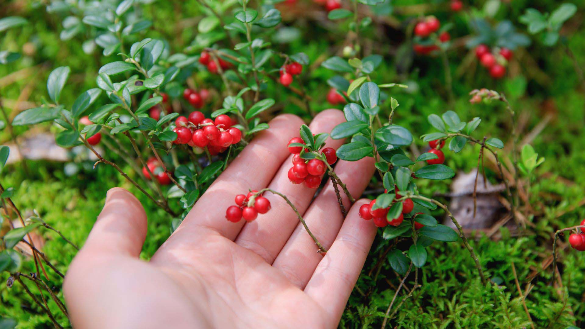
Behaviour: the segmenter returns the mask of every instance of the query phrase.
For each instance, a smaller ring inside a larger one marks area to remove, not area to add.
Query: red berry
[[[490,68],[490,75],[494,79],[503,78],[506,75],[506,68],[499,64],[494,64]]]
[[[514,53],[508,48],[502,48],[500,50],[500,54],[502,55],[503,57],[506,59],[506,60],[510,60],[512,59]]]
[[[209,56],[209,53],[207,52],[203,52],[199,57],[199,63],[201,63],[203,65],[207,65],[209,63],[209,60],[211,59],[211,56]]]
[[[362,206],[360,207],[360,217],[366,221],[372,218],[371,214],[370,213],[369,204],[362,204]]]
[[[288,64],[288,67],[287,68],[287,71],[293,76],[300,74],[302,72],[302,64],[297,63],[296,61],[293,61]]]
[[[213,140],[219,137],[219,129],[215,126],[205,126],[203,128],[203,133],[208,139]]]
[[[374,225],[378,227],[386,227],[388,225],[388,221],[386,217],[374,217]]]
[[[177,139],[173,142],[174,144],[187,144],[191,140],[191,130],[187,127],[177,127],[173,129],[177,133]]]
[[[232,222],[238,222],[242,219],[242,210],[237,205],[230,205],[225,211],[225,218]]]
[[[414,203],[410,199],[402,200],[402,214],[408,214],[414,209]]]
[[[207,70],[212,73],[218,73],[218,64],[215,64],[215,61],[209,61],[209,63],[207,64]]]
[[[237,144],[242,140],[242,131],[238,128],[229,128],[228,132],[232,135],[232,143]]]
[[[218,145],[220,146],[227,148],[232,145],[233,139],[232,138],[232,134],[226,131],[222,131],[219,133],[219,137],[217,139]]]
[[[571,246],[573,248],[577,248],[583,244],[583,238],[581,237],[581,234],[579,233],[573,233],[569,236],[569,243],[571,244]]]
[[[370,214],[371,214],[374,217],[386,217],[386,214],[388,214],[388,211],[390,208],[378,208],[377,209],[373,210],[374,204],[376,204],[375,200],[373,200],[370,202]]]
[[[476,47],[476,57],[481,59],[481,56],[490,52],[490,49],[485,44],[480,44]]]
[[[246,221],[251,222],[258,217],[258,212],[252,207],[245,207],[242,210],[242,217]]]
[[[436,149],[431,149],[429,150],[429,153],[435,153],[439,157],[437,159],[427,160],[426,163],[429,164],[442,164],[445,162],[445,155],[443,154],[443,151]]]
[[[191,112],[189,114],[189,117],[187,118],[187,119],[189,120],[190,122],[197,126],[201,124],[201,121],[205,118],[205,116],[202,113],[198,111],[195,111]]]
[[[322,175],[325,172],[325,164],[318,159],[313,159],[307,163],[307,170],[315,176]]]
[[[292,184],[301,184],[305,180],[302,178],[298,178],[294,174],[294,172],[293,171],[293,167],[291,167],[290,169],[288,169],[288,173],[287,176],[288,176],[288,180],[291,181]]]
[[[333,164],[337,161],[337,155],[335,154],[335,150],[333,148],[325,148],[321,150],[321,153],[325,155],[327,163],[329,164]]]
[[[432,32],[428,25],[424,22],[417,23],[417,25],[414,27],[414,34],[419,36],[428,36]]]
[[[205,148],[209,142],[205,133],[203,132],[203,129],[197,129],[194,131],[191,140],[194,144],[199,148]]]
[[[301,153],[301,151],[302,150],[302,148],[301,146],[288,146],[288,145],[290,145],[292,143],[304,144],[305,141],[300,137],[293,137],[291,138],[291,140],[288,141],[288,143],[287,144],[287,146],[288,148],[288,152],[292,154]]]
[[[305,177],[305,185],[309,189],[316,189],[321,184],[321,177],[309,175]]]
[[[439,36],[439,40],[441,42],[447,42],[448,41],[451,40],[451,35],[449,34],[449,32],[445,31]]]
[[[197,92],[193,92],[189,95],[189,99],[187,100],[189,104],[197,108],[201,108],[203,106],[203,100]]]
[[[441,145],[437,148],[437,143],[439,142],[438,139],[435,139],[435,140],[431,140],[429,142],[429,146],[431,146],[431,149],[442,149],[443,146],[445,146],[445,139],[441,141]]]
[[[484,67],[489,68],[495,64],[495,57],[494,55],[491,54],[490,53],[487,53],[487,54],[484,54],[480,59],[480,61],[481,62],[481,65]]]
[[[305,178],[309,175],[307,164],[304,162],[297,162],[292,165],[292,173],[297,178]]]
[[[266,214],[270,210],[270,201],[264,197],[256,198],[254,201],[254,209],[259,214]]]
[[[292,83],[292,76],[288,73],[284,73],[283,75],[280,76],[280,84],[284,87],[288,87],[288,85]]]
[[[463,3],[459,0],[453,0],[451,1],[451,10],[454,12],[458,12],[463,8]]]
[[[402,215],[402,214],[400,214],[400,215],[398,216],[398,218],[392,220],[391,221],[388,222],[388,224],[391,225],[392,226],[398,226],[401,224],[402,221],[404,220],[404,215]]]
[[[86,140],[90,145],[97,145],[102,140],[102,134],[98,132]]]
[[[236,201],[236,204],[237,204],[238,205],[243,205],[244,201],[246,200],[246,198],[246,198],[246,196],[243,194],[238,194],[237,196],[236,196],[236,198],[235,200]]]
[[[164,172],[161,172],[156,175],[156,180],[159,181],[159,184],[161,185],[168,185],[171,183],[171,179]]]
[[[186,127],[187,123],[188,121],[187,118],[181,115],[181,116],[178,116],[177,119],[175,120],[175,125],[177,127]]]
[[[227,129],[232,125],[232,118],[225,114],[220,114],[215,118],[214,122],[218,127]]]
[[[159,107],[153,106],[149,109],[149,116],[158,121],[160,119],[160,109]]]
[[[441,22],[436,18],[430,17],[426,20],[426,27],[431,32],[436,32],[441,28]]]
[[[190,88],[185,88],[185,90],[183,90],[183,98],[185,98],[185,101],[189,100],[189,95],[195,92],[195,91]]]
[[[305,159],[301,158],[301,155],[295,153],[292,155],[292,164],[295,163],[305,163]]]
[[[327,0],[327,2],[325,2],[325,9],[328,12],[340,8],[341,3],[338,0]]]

==============================

Exercise
Return all of the items above verbatim, leaving out the pictures.

Written solution
Behaviour: the segmenter returns the mask of every instance of the query phrase.
For each instance, a smaller ring inside a larger one marks area to remove, not area to add.
Query: red berry
[[[490,68],[490,75],[494,79],[503,78],[506,75],[506,68],[499,64],[494,64]]]
[[[514,53],[508,48],[502,48],[500,50],[500,54],[502,55],[503,57],[506,59],[506,60],[510,60],[512,59]]]
[[[209,56],[209,53],[207,52],[203,52],[199,57],[199,63],[201,63],[203,65],[207,65],[209,63],[209,60],[211,59],[211,56]]]
[[[362,206],[360,207],[360,217],[366,221],[372,218],[371,214],[370,213],[369,204],[362,204]]]
[[[288,64],[288,67],[287,68],[287,71],[293,76],[300,74],[302,72],[302,64],[297,63],[296,61],[293,61]]]
[[[213,140],[219,137],[219,129],[215,126],[205,126],[203,128],[203,133],[208,139]]]
[[[374,225],[378,227],[386,227],[388,225],[388,221],[386,217],[374,217]]]
[[[177,139],[173,142],[174,144],[187,144],[191,140],[191,130],[187,127],[177,127],[173,129],[177,133]]]
[[[232,222],[238,222],[242,219],[242,210],[237,205],[230,205],[225,211],[225,218]]]
[[[414,203],[410,199],[402,200],[402,214],[408,214],[414,209]]]
[[[207,70],[212,73],[218,73],[218,64],[215,64],[215,61],[209,61],[209,63],[207,64]]]
[[[237,144],[242,140],[242,131],[238,128],[229,128],[228,132],[232,135],[232,143]]]
[[[218,145],[220,146],[227,148],[232,145],[233,139],[232,138],[232,134],[226,131],[222,131],[219,133],[219,137],[217,139]]]
[[[571,246],[573,248],[577,248],[583,244],[583,238],[581,237],[581,234],[579,233],[573,233],[569,236],[569,243],[571,244]]]
[[[370,214],[371,214],[374,217],[386,217],[386,214],[388,214],[388,211],[390,208],[378,208],[377,209],[373,210],[374,204],[376,204],[375,200],[373,200],[370,202]]]
[[[476,47],[476,57],[481,59],[481,56],[490,52],[490,49],[485,44],[480,44]]]
[[[246,221],[251,222],[258,217],[258,212],[252,207],[245,207],[242,210],[242,217]]]
[[[436,149],[431,149],[429,150],[429,153],[435,153],[439,157],[437,159],[427,160],[426,163],[429,164],[442,164],[445,162],[445,155],[443,154],[443,151]]]
[[[191,112],[189,114],[189,117],[187,118],[187,119],[189,120],[190,122],[197,126],[201,124],[201,121],[205,118],[205,116],[202,113],[198,111],[195,111]]]
[[[322,175],[325,172],[325,164],[318,159],[313,159],[307,163],[307,170],[315,176]]]
[[[292,184],[301,184],[305,180],[302,178],[298,178],[294,174],[294,172],[293,171],[293,167],[291,167],[290,169],[288,169],[288,173],[287,176],[288,176],[288,180],[291,181]]]
[[[333,164],[337,161],[337,155],[335,154],[335,150],[333,148],[325,148],[321,150],[321,153],[325,155],[327,163],[329,164]]]
[[[432,32],[428,25],[424,22],[417,23],[417,25],[414,27],[414,34],[419,36],[428,36]]]
[[[205,148],[209,142],[205,133],[203,132],[203,129],[197,129],[194,131],[191,140],[194,144],[199,148]]]
[[[301,153],[301,151],[302,150],[302,148],[301,146],[288,146],[288,145],[290,145],[292,143],[304,144],[305,141],[300,137],[293,137],[291,138],[291,140],[288,141],[288,143],[287,144],[287,146],[288,148],[288,152],[292,154]]]
[[[305,177],[305,185],[309,189],[316,189],[321,184],[321,177],[309,175]]]
[[[439,36],[439,40],[441,42],[447,42],[448,41],[451,40],[451,35],[449,34],[449,32],[445,31]]]
[[[197,92],[193,92],[189,95],[189,99],[187,100],[189,104],[197,108],[201,108],[203,106],[203,100]]]
[[[441,145],[437,148],[437,143],[439,142],[438,139],[435,139],[435,140],[431,140],[429,142],[429,146],[431,146],[431,149],[442,149],[443,146],[445,146],[445,139],[441,141]]]
[[[484,67],[489,68],[495,64],[495,57],[494,55],[491,54],[490,53],[487,53],[487,54],[484,54],[480,59],[480,61],[481,62],[481,65]]]
[[[305,178],[309,175],[307,164],[304,162],[297,162],[292,165],[292,173],[297,178]]]
[[[266,214],[270,210],[270,201],[264,197],[256,198],[254,201],[254,209],[259,214]]]
[[[292,83],[292,76],[288,73],[284,73],[283,75],[280,76],[280,84],[284,87],[288,87],[288,85]]]
[[[463,3],[459,0],[453,0],[451,1],[451,10],[454,12],[458,12],[463,8]]]
[[[402,215],[402,214],[400,214],[400,215],[398,216],[398,218],[392,220],[391,221],[388,222],[388,224],[391,225],[392,226],[398,226],[401,224],[402,221],[404,220],[404,215]]]
[[[86,140],[90,145],[97,145],[102,140],[102,134],[98,132]]]
[[[236,201],[236,204],[237,204],[238,205],[243,205],[244,201],[246,200],[246,198],[246,198],[246,196],[243,194],[238,194],[237,196],[236,196],[236,198],[235,200]]]
[[[164,172],[161,172],[156,175],[156,180],[159,181],[159,184],[161,185],[168,185],[171,183],[171,179]]]
[[[186,127],[187,123],[188,121],[187,118],[181,115],[181,116],[178,116],[177,119],[175,120],[175,125],[177,127]]]
[[[227,129],[232,125],[232,118],[225,114],[220,114],[215,118],[214,122],[218,127]]]
[[[159,107],[153,106],[149,109],[149,116],[158,121],[160,119],[160,109]]]
[[[441,22],[436,18],[430,17],[426,20],[426,27],[431,32],[436,32],[441,28]]]
[[[190,88],[185,88],[185,90],[183,90],[183,98],[185,98],[185,101],[189,100],[189,95],[195,92],[195,91]]]
[[[305,159],[301,158],[301,155],[295,153],[292,155],[292,164],[295,163],[305,163]]]
[[[327,0],[327,2],[325,2],[325,9],[328,12],[340,8],[341,3],[338,0]]]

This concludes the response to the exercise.